→ **What this task involves**
Retype the data below without altering anything.

→ **Entries from a point annotation set**
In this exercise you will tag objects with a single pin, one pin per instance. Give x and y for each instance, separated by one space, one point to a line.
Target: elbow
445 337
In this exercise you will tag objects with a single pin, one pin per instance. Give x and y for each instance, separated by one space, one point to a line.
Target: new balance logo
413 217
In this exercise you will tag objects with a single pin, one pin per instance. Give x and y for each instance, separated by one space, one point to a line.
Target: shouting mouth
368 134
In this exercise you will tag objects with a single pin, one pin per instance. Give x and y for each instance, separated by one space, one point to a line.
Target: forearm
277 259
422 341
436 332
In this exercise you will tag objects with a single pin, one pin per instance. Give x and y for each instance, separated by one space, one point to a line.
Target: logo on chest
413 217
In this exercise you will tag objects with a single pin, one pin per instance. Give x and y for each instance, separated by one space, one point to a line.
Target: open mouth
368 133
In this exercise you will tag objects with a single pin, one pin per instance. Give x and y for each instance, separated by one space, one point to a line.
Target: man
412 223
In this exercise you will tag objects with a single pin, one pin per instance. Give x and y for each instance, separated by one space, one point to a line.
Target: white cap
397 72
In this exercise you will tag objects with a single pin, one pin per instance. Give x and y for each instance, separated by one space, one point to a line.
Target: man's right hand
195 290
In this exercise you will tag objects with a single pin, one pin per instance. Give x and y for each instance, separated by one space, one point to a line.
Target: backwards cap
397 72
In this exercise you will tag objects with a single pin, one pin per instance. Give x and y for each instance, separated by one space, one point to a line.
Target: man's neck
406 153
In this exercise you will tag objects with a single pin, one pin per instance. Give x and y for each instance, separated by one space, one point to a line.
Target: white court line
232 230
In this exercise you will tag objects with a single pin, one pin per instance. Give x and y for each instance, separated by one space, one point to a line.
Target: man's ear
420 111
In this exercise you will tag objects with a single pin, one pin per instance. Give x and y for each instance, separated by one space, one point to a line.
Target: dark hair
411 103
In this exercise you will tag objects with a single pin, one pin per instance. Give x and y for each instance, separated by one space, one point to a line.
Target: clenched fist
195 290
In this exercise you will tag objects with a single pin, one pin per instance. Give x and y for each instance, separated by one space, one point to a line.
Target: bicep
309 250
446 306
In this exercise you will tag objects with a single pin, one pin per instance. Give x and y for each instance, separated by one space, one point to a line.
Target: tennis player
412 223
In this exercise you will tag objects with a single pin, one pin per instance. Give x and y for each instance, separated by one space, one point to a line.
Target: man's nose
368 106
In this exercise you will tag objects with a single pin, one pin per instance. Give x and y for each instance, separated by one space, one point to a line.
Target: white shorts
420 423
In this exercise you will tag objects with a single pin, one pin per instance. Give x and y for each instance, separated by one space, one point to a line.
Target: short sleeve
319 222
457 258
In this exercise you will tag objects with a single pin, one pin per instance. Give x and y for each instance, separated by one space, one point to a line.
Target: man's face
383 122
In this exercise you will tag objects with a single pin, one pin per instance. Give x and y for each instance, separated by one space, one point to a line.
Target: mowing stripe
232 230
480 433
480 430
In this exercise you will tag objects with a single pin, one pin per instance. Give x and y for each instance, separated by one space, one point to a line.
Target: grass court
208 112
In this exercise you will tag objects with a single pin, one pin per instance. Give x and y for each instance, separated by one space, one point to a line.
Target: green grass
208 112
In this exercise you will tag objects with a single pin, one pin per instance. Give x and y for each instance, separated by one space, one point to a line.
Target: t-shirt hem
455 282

→ **Result of this exercise**
In this exercise you will tag objects with a single pin, one pin per instance. Give x and y for each instance, separated by one space, one point to a line.
Target: elbow
445 337
In this exercise you will tag objects with a single pin, one pin per instance. Give x and y for each instance, separated by one space, one point to a line.
Target: new balance logo
413 217
In this exercise you will tag objects with a single pin, one pin per instance. Give x and y for each instance, separated by one space, one point to a line.
Target: shouting mouth
368 134
In this exercise you will tag objects with a single pin, one pin per instance. Give x and y for each instance, separated by one space, one point to a line.
Target: forearm
277 259
422 341
436 332
In this exercise you will tag objects with a single pin, one pin per instance. Give x and y for each instance, separated by one space, one point to a line.
Target: logo on chest
413 217
In this exercise you will tag objects with a single pin, one pin per instance. Give x and y for each instance, separated by one space, one point to a line.
Target: open mouth
368 133
In this exercise you will tag objects with a single pin, one pin per instance. Give x and y for each instance, separated by one space, one point to a line.
Target: man
412 223
In this exercise you will tag objects with a single pin, one pin per instance. Give x and y for each instance, separated by one space, one point to a line.
Target: white cap
397 72
In this exercise you will tag objects with a single pin, one pin per instance. Give x and y for each instance, separated by one space, one point to a line.
Target: man's right hand
195 290
In this exercise you will tag objects with a single pin, one pin per instance. Give x and y for each instance, separated by one space, one point to a line.
Target: backwards cap
397 72
In this exercise you will tag objects with a single pin, one pin per instance. Give x and y for each instance, separated by one space, one point to a line.
Target: man's neck
406 153
In this exercise you will tag objects with a single pin, one pin per instance. Give x and y for each instance, separated by one space, one point to a line.
Target: white court line
232 230
In this exercise you will tag objects with a single pin, one pin per instance. Give x and y for each instance, separated by one space, one point to a line.
Target: man's ear
420 111
In this exercise you will tag objects with a single pin, one pin per instance. Give x and y for each instance, separated by one space, one point to a line.
Target: dark hair
411 103
In this exercise you will tag objects with a single pin, one pin per instance. Give x and y for each instance, separated by one space, one point to a line.
Target: clenched fist
195 290
In this exercise you will tag objects with a single pin, one pin per instance. Give x and y for each instance, separated by one space, one point to a line.
Target: bicep
309 250
446 306
In this exercise you will tag objects with a single pin, one pin per instance. Give x and y for each instance, separated by one space, one point to a line.
Target: tennis player
412 223
In this exercise you will tag objects with a single pin, one pin per instance. Give x and y for each instance, separated by one space, one point to a line.
Target: man's nose
368 106
In this exercise you will tag objects with a single pin, one pin per instance. Give x and y for each instance, separated by one space, one point to a line.
Target: white shorts
420 423
In this exercise you will tag objects with a single pin, one pin per instance. Give x and y for each instance, separated by one space, one point to a line.
Target: short sleeve
319 222
457 258
In this exercise you will tag objects with a single pin, one pin per instance. Give x and y for each instance, separated by one space, one point to a line.
Target: man's face
383 122
In this exercise you will tag objects with a single pin, one pin per instance. Give x and y for each instance, separated by one space, one point to a line.
Target: mowing stripe
232 230
480 433
480 430
In this exercise you will tag objects with a single pin, one pin per instance. Give x and y for each instance, separated by one space, one point to a line.
Target: grass court
208 112
In this exercise you will tag objects with a single pin, one pin per instance. Give x and y for each instance, separated by one space, one point to a line.
Target: green grass
208 112
In this exercise you will tag objects with a single pin, one pin per instance. Give x and y for each instance, separated by one space, one point to a line.
Target: t-shirt hem
455 282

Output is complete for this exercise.